>> start

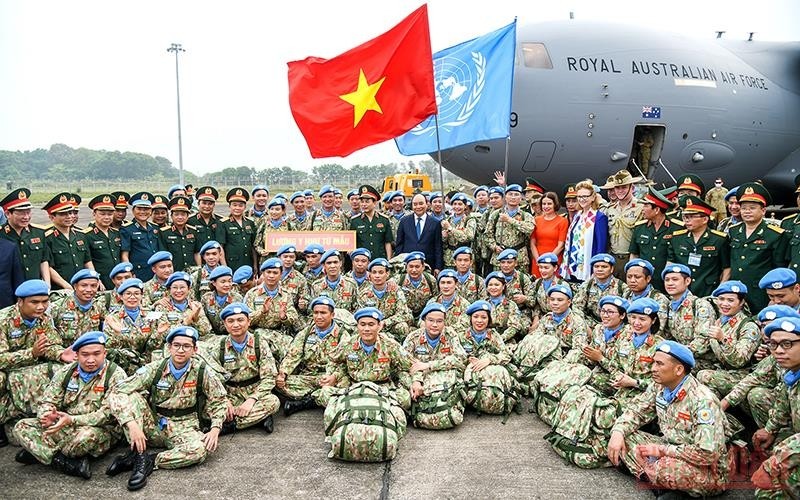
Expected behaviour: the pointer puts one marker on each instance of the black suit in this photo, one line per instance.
(429, 242)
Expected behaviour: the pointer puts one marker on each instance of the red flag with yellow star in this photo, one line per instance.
(369, 94)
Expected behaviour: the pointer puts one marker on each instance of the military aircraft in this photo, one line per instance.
(590, 98)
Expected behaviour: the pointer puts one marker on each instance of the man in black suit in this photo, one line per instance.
(419, 231)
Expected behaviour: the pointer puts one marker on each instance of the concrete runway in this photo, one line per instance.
(482, 458)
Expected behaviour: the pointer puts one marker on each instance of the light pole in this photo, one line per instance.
(176, 47)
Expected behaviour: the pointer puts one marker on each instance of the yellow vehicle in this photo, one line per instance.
(408, 183)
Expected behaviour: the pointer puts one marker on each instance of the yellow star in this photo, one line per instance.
(363, 99)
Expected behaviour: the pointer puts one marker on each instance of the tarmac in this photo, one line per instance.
(482, 458)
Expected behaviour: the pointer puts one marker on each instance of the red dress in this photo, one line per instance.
(548, 233)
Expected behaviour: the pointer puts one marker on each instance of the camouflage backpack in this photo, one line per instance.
(361, 426)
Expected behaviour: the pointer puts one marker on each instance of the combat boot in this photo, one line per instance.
(143, 464)
(121, 463)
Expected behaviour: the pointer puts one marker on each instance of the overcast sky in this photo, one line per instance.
(96, 74)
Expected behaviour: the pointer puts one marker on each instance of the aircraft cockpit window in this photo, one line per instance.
(535, 56)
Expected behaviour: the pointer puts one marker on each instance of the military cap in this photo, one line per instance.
(367, 191)
(754, 192)
(32, 288)
(89, 338)
(676, 268)
(130, 283)
(614, 300)
(59, 203)
(243, 274)
(178, 276)
(208, 193)
(781, 277)
(361, 251)
(432, 307)
(323, 300)
(84, 274)
(234, 308)
(17, 199)
(271, 263)
(602, 257)
(209, 245)
(219, 272)
(159, 256)
(642, 263)
(183, 331)
(508, 253)
(787, 324)
(368, 312)
(677, 351)
(122, 267)
(730, 286)
(237, 194)
(102, 201)
(180, 204)
(691, 182)
(565, 289)
(777, 311)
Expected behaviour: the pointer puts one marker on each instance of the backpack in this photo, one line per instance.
(361, 426)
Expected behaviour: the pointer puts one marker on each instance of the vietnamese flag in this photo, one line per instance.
(369, 94)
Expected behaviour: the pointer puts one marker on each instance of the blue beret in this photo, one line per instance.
(183, 331)
(458, 251)
(479, 305)
(602, 257)
(677, 351)
(271, 263)
(235, 308)
(287, 248)
(777, 311)
(447, 273)
(676, 268)
(327, 255)
(89, 338)
(730, 286)
(644, 264)
(243, 274)
(178, 276)
(615, 300)
(645, 305)
(314, 248)
(323, 300)
(380, 261)
(84, 274)
(159, 256)
(209, 245)
(32, 288)
(414, 256)
(508, 253)
(361, 251)
(219, 272)
(548, 258)
(432, 307)
(130, 282)
(122, 267)
(565, 289)
(368, 312)
(776, 279)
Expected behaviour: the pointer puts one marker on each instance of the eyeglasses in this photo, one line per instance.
(783, 344)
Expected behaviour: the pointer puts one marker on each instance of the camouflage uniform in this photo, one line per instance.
(252, 376)
(740, 340)
(167, 410)
(397, 315)
(693, 428)
(93, 430)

>> end

▶ The exercise
Reproduce verbatim the entries from the line containing "boot in this photo, one line per instance." through the final line of the entries, with both ends included.

▶ Output for this exercise
Expected behaviour: the pointer puts one marker on each instance of the combat boot in this photo, one line per instance.
(143, 464)
(121, 463)
Expected behaviour: the pointer puts one marker on each instance of the overcast sky in this photo, one line per instance.
(96, 74)
Expected behaviour: the pointer puts one marker on each instance of the aircraft cockpit window in this photo, one line per instance.
(535, 56)
Expected behaviour: the pointer puts one marker on each instance of the military cap in this photo, one line per instance.
(367, 191)
(754, 192)
(32, 288)
(89, 338)
(676, 268)
(130, 283)
(614, 300)
(59, 203)
(243, 274)
(178, 276)
(208, 193)
(781, 277)
(361, 251)
(432, 307)
(323, 300)
(84, 274)
(234, 308)
(17, 199)
(271, 263)
(602, 257)
(209, 245)
(219, 272)
(159, 256)
(642, 263)
(183, 331)
(508, 253)
(787, 324)
(368, 312)
(677, 351)
(122, 267)
(730, 286)
(237, 194)
(102, 201)
(180, 204)
(691, 182)
(565, 289)
(777, 311)
Expected behaviour: the pointer puts one marker on each instance of the backpack in this photo, one line per instance.
(361, 426)
Expected behaviour: the pointer puts one marker on each instance of the vietnamese flag in this photo, one line per instance.
(369, 94)
Expected behaviour: the pointer puts one marker on each instance of the blue beret in this photo, one line per instance.
(183, 331)
(458, 251)
(479, 305)
(602, 257)
(677, 351)
(271, 263)
(235, 308)
(287, 248)
(777, 311)
(447, 273)
(676, 268)
(327, 255)
(89, 338)
(730, 286)
(644, 264)
(243, 274)
(178, 276)
(615, 300)
(645, 305)
(314, 248)
(323, 300)
(380, 261)
(84, 274)
(159, 256)
(209, 245)
(32, 288)
(414, 256)
(508, 253)
(361, 251)
(219, 272)
(548, 258)
(432, 307)
(130, 282)
(122, 267)
(565, 289)
(368, 312)
(776, 279)
Expected behaviour: the pointer puts one marker on each instance of the eyeglasses in this photo, one line per instance.
(783, 344)
Expected behaviour: the pointer puts one marker on each instance of the camouflage uniform in this photo, one line per instance.
(252, 376)
(740, 340)
(167, 410)
(397, 315)
(693, 428)
(93, 430)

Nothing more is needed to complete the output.